SU COSA LAVORARE:
1. Secondo l'estratto, a che cosa attribuisce gran parte degli esperti il calo dello spread?
2. Quali sono, secondo le indicazioni tra parentesi dell'estratto, le cose necessarie per creare sviluppo e occupazione? Elencale tutte.
3. Aggiorna il passo dell'estratto da "Eppure nonostante questi" fino a "cosa da fare." compreso, mettendo "instancabile" al posto di "ineffabile".

ESTRATTO FORNITO:
»»
I redditi, per chi ha ancora un
reddito, sono falcidiati dall'aumento del costo della vita
(alimentari, benzina, utenze domestiche come luce e gas), dalle tasse
(IVA, IMU, addizionali regionali e comunali), dal blocco delle
pensioni e degli aumenti retributivi previsti dagli accordi
contrattuali mentre Bankitalia ci precisa, forse con un po' di
sadismo e alla faccia di chi aveva chiesto l'istituzione di
un'imposta sui grandi patrimoni, che i dieci italiani più ricchi
posseggono l'equivalente di tre milioni di poveri, che il reddito
delle famiglie è crollato negli ultimi anni e che una inaccettabile
percentuale di cittadini vive sotto la soglia di povertà o poco al
di sopra di questa (probabilmente quasi tutti imprenditori visto che questi,
secondo i dati, del ministero dell'Economia guadagnano in media meno
dei loro dipendenti ..).
Lo spread è calato rispetto ai livelli
degli ultimi mesi del Governo Berlusconi non per l'azione del Governo
Monti ma – così ci spiega gran parte degli esperti – per
l'enorme liquidità fornita alle Banche dalla BCE di Draghi. Rimane
comunque minacciosamente elevato e soprattutto non è di nessun aiuto
alle persone per acquistare i beni essenziali nei negozi e nei
supermercati.
Si tratta di numeri peraltro che
confermano quanto possiamo osservare nella nostra vita reale e quanto
apprendiamo dalle notizie che ci forniscono giornali e tv: che
trovare lavoro è difficile come vincere al superenalotto, che gli
operai sulle gru e sulle torri che disperatamente tentano di
difendere il proprio posto di lavoro e l'esplosione dei suicidi di
dipendenti e imprenditori sono la più tragica dimostrazione della
gravità della crisi che stiamo affrontando.
Eppure nonostante questi numeri,
nonostante quanto affermano tutti gli esperti e persino De Benedetti
e il neo Presidente di Confindustria Squinzi in merito a ciò che sarebbe necessario per creare sviluppo
e occupazione (investimenti, ricerca, infrastrutture, efficienza
della burocrazia e della giustizia), l'ineffabile e immaginifico
Ichino (per intenderci quello che può contare su due redditi
sostanziosi quali lo stipendio di professore universitario e
l'indennità di parlamentare oltre a quelli delle proprie prestazioni
professionali e la cui figlia è un dirigente di Mondadori, cioè una
dipendente di Berlusconi) non demorde dall'indicare nella riforma
del mercato del lavoro, ovviamente nel senso di ridurre le
garanzie di stabilità per coloro che attualmente hanno un contratto
a tempo indeterminato, la prima cosa da fare.
««
Dati di annotazione a punti
»»
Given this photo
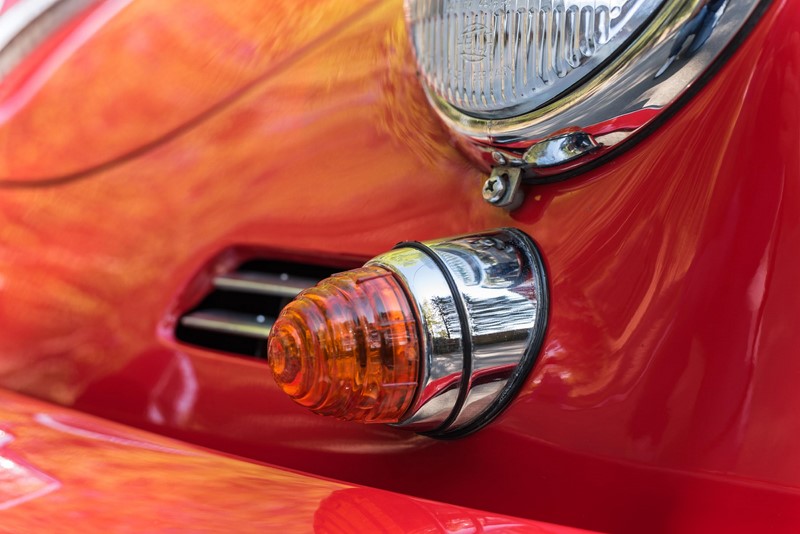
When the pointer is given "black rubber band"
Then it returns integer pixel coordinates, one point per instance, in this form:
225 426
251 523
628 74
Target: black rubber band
529 359
466 336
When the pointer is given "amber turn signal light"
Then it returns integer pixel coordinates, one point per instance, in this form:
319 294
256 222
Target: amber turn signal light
435 337
348 347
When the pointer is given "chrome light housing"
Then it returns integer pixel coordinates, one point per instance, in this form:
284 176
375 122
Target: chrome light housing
543 87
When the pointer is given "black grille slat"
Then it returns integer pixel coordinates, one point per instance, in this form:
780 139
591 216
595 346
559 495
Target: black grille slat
236 316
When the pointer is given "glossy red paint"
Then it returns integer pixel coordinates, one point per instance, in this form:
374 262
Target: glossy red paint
66 471
665 398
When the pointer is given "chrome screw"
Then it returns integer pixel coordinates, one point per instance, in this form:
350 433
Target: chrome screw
495 188
499 158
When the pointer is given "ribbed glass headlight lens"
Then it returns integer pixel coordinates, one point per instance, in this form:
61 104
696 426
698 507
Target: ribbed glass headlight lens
500 58
536 88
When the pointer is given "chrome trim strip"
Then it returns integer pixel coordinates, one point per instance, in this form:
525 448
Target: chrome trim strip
27 23
669 56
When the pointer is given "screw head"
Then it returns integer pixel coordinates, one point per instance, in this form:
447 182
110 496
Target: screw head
494 189
499 158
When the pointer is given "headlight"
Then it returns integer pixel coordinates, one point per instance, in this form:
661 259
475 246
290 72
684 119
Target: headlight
544 86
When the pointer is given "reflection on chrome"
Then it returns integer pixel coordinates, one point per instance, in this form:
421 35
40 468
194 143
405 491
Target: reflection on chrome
474 60
482 303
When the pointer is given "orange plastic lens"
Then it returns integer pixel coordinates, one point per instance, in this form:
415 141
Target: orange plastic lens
348 347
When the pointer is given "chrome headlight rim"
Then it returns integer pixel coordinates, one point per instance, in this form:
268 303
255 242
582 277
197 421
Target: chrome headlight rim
591 107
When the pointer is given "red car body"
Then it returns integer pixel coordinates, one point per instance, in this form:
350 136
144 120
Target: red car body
143 140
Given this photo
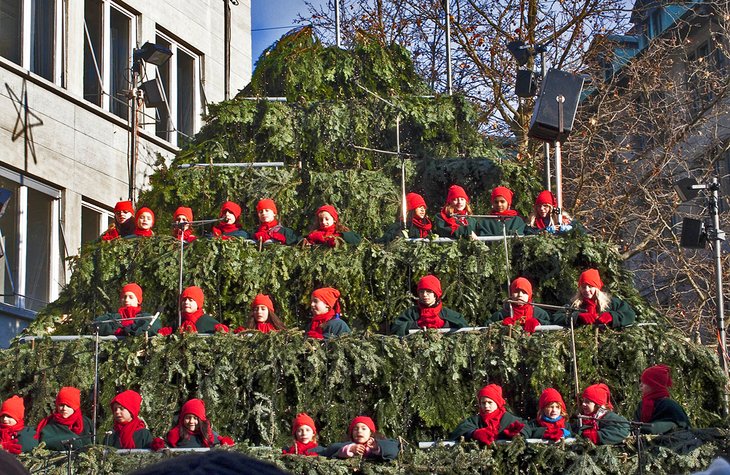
««
SOLUZIONI DEGLI ESERCIZI:
1. All'enorme liquidità fornita alle Banche dalla BCE di Draghi.

2.
- investimenti
- ricerca
- infrastrutture
- efficienza della burocrazia e della giustizia

3.
Eppure nonostante questi numeri,
nonostante quanto affermano tutti gli esperti e persino De Benedetti
e il neo Presidente di Confindustria Squinzi in merito a ciò che sarebbe necessario per creare sviluppo
e occupazione (investimenti, ricerca, infrastrutture, efficienza
della burocrazia e della giustizia), l'instancabile e immaginifico
Ichino (per intenderci quello che può contare su due redditi
sostanziosi quali lo stipendio di professore universitario e
l'indennità di parlamentare oltre a quelli delle proprie prestazioni
professionali e la cui figlia è un dirigente di Mondadori, cioè una
dipendente di Berlusconi) non demorde dall'indicare nella riforma
del mercato del lavoro, ovviamente nel senso di ridurre le
garanzie di stabilità per coloro che attualmente hanno un contratto
a tempo indeterminato, la prima cosa da fare.